Report only the number of lines in this material that include the string "instance".

----- Source data

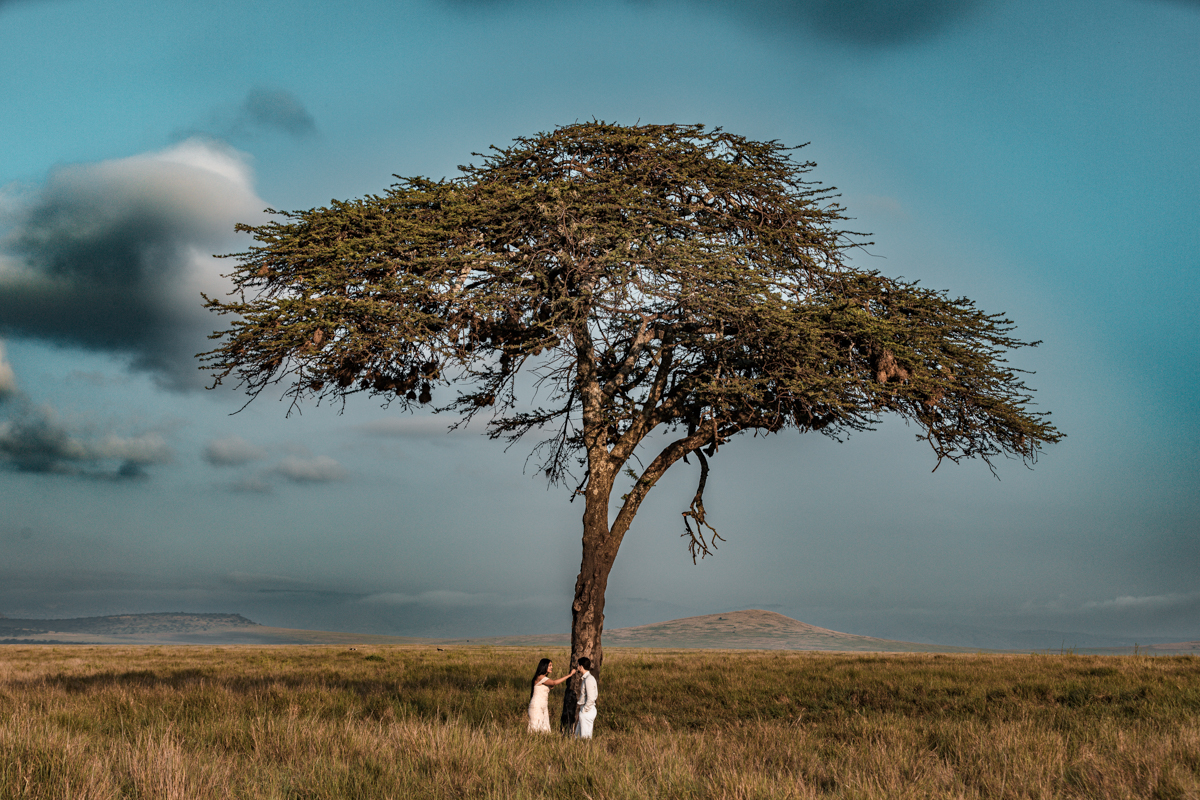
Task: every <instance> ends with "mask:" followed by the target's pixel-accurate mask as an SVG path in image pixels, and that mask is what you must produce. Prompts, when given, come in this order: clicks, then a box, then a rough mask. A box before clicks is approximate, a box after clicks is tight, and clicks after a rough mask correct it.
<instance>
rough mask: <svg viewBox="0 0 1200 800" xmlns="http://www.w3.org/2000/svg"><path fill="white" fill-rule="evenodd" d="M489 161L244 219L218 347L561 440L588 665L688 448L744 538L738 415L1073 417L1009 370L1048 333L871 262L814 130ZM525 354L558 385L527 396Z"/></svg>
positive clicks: (543, 446) (965, 449)
mask: <svg viewBox="0 0 1200 800" xmlns="http://www.w3.org/2000/svg"><path fill="white" fill-rule="evenodd" d="M476 155H478V156H480V160H481V161H480V163H479V164H478V166H468V167H461V168H460V170H461V174H460V175H458V176H457V178H454V179H450V180H440V181H433V180H427V179H422V178H413V179H400V182H398V184H396V185H395V186H394V187H392V188H391V190H390V191H389V192H388V193H385V194H382V196H367V197H365V198H362V199H358V200H349V201H344V203H342V201H332V203H331V205H330V206H328V207H319V209H312V210H308V211H295V212H275V213H276V215H277V216H278V217H280V218H276V219H275V221H271V222H268V223H266V224H263V225H239V230H244V231H246V233H250V234H252V235H253V236H254V239H256V240H257V242H258V243H256V245H254V246H252V247H251V248H250V249H248V251H246V252H244V253H236V254H234V255H233V257H232V258H235V259H236V261H235V263H236V266H235V267H234V271H233V273H232V275H230V277H232V279H233V282H234V285H235V289H234V291H233V293H232V294H230V297H233V299H232V300H229V301H222V300H215V299H208V297H206V299H205V300H206V302H208V307H209V308H211V309H214V311H216V312H218V313H221V314H234V318H233V321H232V326H230V329H229V330H226V331H222V332H218V333H214V335H212V338H216V339H220V344H218V347H217V348H216V349H214V350H211V351H209V353H206V354H203V355H202V357H203V359H204V360H205V361H206V365H205V368H208V369H212V371H215V383H214V385H216V384H221V383H222V381H223V380H224V379H228V378H230V377H232V378H234V379H235V380H236V381H239V386H244V387H245V389H246V390H247V391H248V392H250V395H251V398H253V397H256V396H258V395H259V393H260V392H263V391H264V390H266V389H268V387H271V386H276V385H282V386H283V392H284V395H286V396H288V397H290V399H292V402H293V404H294V403H299V402H300V401H301V399H304V398H317V399H318V401H320V399H337V401H343V402H344V398H346V397H347V396H349V395H354V393H360V392H361V393H368V395H379V396H383V397H384V398H386V399H385V402H389V403H395V404H397V405H398V407H400V408H402V409H410V408H413V407H416V405H424V404H430V403H432V402H433V398H434V395H436V393H440V391H439V387H446V386H452V389H454V392H452V393H451V395H450V396H449V397H446V398H445V399H444V401H440V403H439V404H437V405H436V408H437V410H439V411H444V413H451V414H454V415H456V423H455V425H456V426H457V425H462V423H464V422H466V421H468V420H470V419H472V417H473V416H475V415H476V414H480V413H481V411H482V413H485V414H486V416H487V433H488V435H490V437H491V438H493V439H505V440H509V441H515V440H517V439H522V438H523V437H526V435H527V434H530V433H535V434H538V440H536V444H535V445H534V446H533V458H534V459H535V463H536V464H538V468H539V469H540V470H542V471H544V474H545V477H546V479H547V480H548V481H550V482H551V483H563V485H566V486H568V487H570V488H572V489H574V493H575V494H572V499H574V498H575V497H576V495H581V497H582V498H583V559H582V565H581V569H580V575H578V579H577V581H576V584H575V599H574V601H572V604H571V664H572V666H574V664H575V662H576V661H577V658H578V657H580V656H588V657H590V658H592V663H593V664H594V668H596V669H599V668H600V666H601V663H602V651H601V644H600V636H601V630H602V624H604V602H605V588H606V585H607V582H608V573H610V570H611V567H612V565H613V559H614V558H616V557H617V551H618V548H619V547H620V543H622V540H623V537H624V536H625V534H626V533H628V531H629V529H630V524H631V523H632V521H634V517H635V515H636V513H637V510H638V507H640V506H641V504H642V501H643V500H644V499H646V497H647V493H648V492H649V491H650V489H652V488H653V487H654V485H655V483H656V482H658V480H659V479H660V477H661V476H662V475H664V473H666V470H667V469H670V468H671V467H672V465H673V464H674V463H677V462H678V461H680V459H685V461H686V459H688V457H689V456H694V457H695V458H696V461H697V462H698V468H700V475H698V486H697V489H696V493H695V497H694V498H692V500H691V503H690V504H689V506H688V509H686V510H685V511H684V512H683V522H684V533H683V535H684V536H685V537H686V541H688V545H689V546H690V552H691V557H692V559H694V560H695V559H696V558H697V557H703V555H707V554H708V553H709V552H710V551H712V549H713V548H714V547H715V543H716V541H718V540H719V535H718V533H716V530H715V529H714V528H712V525H710V524H709V521H708V518H707V516H706V510H704V504H703V497H704V486H706V482H707V480H708V475H709V461H708V459H709V458H712V457H713V456H715V455H716V453H718V451H719V450H720V447H721V446H722V445H724V444H726V443H727V441H728V440H730V439H731V437H734V435H737V434H739V433H744V432H758V433H776V432H780V431H784V429H785V428H794V429H797V431H800V432H809V431H814V432H820V433H822V434H824V435H829V437H834V438H841V437H844V435H845V434H847V433H848V432H853V431H863V429H868V428H870V427H871V426H874V425H875V423H876V422H877V421H880V419H881V417H882V416H883V415H884V414H887V413H890V414H894V415H898V416H901V417H904V419H906V420H908V421H910V422H913V423H916V426H918V428H919V431H920V433H919V435H918V438H919V439H923V440H925V441H926V443H928V444H929V445H930V447H931V449H932V451H934V456H935V458H936V461H937V463H941V462H942V461H943V459H949V461H952V462H958V461H960V459H964V458H973V457H978V458H982V459H984V461H985V462H988V464H989V465H991V464H992V459H994V458H996V457H997V456H1001V455H1004V456H1013V457H1016V458H1019V459H1022V461H1024V462H1026V463H1027V464H1028V463H1032V462H1033V461H1034V459H1036V457H1037V453H1038V451H1039V450H1040V447H1042V446H1043V445H1044V444H1046V443H1054V441H1057V440H1058V439H1060V438H1061V435H1062V434H1060V433H1058V432H1057V431H1056V429H1055V428H1054V427H1052V426H1051V425H1050V423H1049V422H1048V421H1046V419H1045V415H1044V414H1040V413H1033V411H1030V410H1028V408H1027V407H1028V404H1030V402H1031V395H1030V390H1028V389H1027V387H1026V385H1025V384H1024V381H1022V380H1021V378H1020V375H1019V371H1016V369H1014V368H1012V367H1008V366H1007V365H1006V360H1004V355H1006V354H1007V353H1008V351H1009V350H1012V349H1015V348H1021V347H1033V345H1036V344H1037V342H1022V341H1020V339H1018V338H1014V337H1013V336H1012V333H1013V330H1014V326H1013V324H1012V321H1010V320H1008V319H1006V318H1003V317H1002V315H998V314H988V313H984V312H983V311H979V309H977V308H976V307H974V305H973V303H972V302H971V301H970V300H966V299H952V297H949V296H948V295H946V294H944V293H941V291H934V290H930V289H925V288H922V287H918V285H917V284H916V283H911V282H906V281H902V279H896V278H888V277H884V276H882V275H880V273H877V272H875V271H866V270H862V269H857V267H854V266H853V265H851V264H850V263H848V259H847V252H848V251H850V249H851V248H853V247H858V246H862V245H863V243H864V242H862V241H860V240H859V239H858V235H856V234H848V233H846V231H844V230H841V229H840V228H839V224H840V223H841V222H844V221H845V218H846V217H845V216H844V213H842V212H844V209H841V207H840V206H839V205H838V204H836V203H835V196H834V194H833V193H832V192H833V190H829V188H823V187H821V186H820V185H818V184H816V182H811V181H809V180H806V175H808V173H809V172H810V170H811V169H812V167H814V164H812V163H810V162H798V161H796V160H793V158H792V149H788V148H784V146H782V145H780V144H778V143H775V142H766V143H763V142H752V140H749V139H745V138H743V137H738V136H733V134H731V133H726V132H724V131H721V130H719V128H718V130H712V131H709V130H706V128H704V127H703V126H698V125H694V126H678V125H644V126H635V127H623V126H617V125H608V124H604V122H587V124H580V125H571V126H566V127H560V128H558V130H556V131H553V132H551V133H542V134H539V136H535V137H530V138H521V139H516V140H515V142H514V144H512V145H511V146H510V148H506V149H497V148H493V149H492V151H491V152H490V154H488V155H481V154H476ZM523 374H528V377H529V380H532V384H533V386H535V387H536V397H539V398H540V404H536V405H534V404H530V403H528V402H518V397H517V389H518V385H520V386H524V387H527V389H528V387H529V385H530V384H529V383H526V381H522V383H521V384H518V377H521V375H523ZM247 402H248V401H247ZM664 431H665V432H668V433H670V434H671V435H668V437H667V438H666V444H662V441H664V439H662V438H661V437H655V438H653V439H652V440H650V441H654V443H658V444H655V447H656V452H648V453H644V456H646V459H644V462H643V461H642V459H641V457H640V456H638V455H637V453H638V447H640V445H644V444H647V438H648V437H650V434H652V433H654V432H664ZM935 469H936V467H935ZM623 476H628V477H623ZM618 485H619V486H620V488H622V489H623V491H622V494H620V495H619V497H620V503H619V506H618V509H619V510H618V511H617V512H616V516H612V515H611V512H610V500H611V498H612V493H613V491H614V488H617V487H618ZM574 690H575V686H574V681H572V684H571V685H570V686H569V691H568V697H566V698H565V702H564V712H563V720H564V723H568V722H570V720H572V718H574V714H575V703H574V699H575V698H574V694H575V692H574Z"/></svg>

----------

▶ [Task response]
2